— Begin Given passage —

This latest advance was made possible, in part, by the Network for Computational Nanotechnology (NCN). Started almost 10 years ago at Purdue University under the direction of Mark Lundstrom and Gerhard Klimeck, NCN is home to nanoHUB (www.nanohub.org).
The Klimeck group has been building a suite of nanoelectronic modeling tools called NEMO/OMEN. They’ve used the tools to model various devices, including finFETs, the fin-featuring transistors. (FET: field effect transistor.) The OMEN code has demonstrated almost perfect parallel scaling while exceeding performance of a petaflops, or quadrillion computations a second, on a high-performance computer.
Klimeck models quantum mechanical electron flow in nanoscale devices’ transistors and semiconductors. The models have grown, from portraying a few hundred atoms when he started his research at Texas Instruments in 1994 to 100 million atoms today.
The Department of Energy’s INCITE (Innovative and Novel Computational Impact on Theory and Experiment) program has granted Klimeck 15 million processor hours on Jaguar, the Cray XT5 at Oak Ridge National Laboratory. Jaguar is one of only a few computers that operate at the petascale. OMEN, for example, has scaled to a whopping 221,400 of Jaguar’s 224,000 processor cores with a sustained performance above 1 petaflops.
The research team’s paper reporting the simulation received an honorable mention in competition for the prestigious Gordon Bell Prize at the SC11 high-performance computing conference in Seattle this past November. The prize recognizes the world’s most advanced scientific computing application.
The team’s paper described double-precision calculations of two two-dimensional nanoelectric devices, achieving 1.27 petaflops for one and 1.28 petaflops for another. A mixed single- and double-precision calculation of one of the devices reached 1.44 petaflops.
That kind of power “allows us to run more extended structures and to address problems that we couldn’t technically scale to on the computers we have available at Purdue,” Klimeck says.
His goals for running the NEMO and OMEN codes on Jaguar include developing new technologies for even faster nanoscale switches and smaller devices with reduced heat generation.
Until about five years ago, the electronics industry made smaller and smaller devices that also ran faster and faster. This created a big challenge: On the one hand, smaller transistors that can run faster also leak more electrons. The energy lost to leakage tends to overheat the transistor. On the other hand, deliberately running at less than peak speed requires less energy and creates less heat, creating a speed/heat stalemate.
One way to sidestep this stalemate is to reduce the transistor’s operating voltage so that leaking electrons carry less energy. The lowest energy today’s transistors use is 0.9 volts. The hope is to reduce that by one-quarter to one-half. Numerous research groups are exploring alternative transistors theorized to be more energy efficient.

— End Given passage —
— Begin Items —

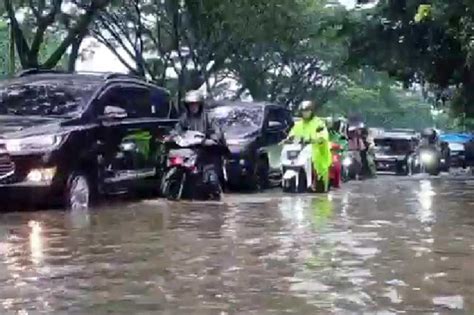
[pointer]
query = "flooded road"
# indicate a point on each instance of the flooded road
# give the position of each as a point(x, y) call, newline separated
point(384, 246)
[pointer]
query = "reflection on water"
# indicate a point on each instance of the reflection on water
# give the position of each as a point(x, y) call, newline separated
point(36, 242)
point(425, 197)
point(381, 247)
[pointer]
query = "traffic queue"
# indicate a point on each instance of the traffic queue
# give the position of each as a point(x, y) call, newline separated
point(71, 138)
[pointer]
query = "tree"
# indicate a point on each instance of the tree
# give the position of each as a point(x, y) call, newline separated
point(427, 45)
point(41, 18)
point(380, 100)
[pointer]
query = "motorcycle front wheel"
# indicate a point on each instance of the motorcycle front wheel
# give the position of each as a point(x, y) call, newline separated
point(174, 184)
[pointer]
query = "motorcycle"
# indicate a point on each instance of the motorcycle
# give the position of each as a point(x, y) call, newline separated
point(190, 174)
point(429, 160)
point(297, 167)
point(335, 173)
point(351, 166)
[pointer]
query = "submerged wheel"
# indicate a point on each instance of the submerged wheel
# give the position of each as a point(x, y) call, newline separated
point(78, 192)
point(174, 185)
point(302, 182)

— End Items —

**Given task**
Reproduce word for word the stretch of the nanoelectronics passage from "Klimeck models quantum" through "million atoms today.".

**Exercise answer**
Klimeck models quantum mechanical electron flow in nanoscale devices’ transistors and semiconductors. The models have grown, from portraying a few hundred atoms when he started his research at Texas Instruments in 1994 to 100 million atoms today.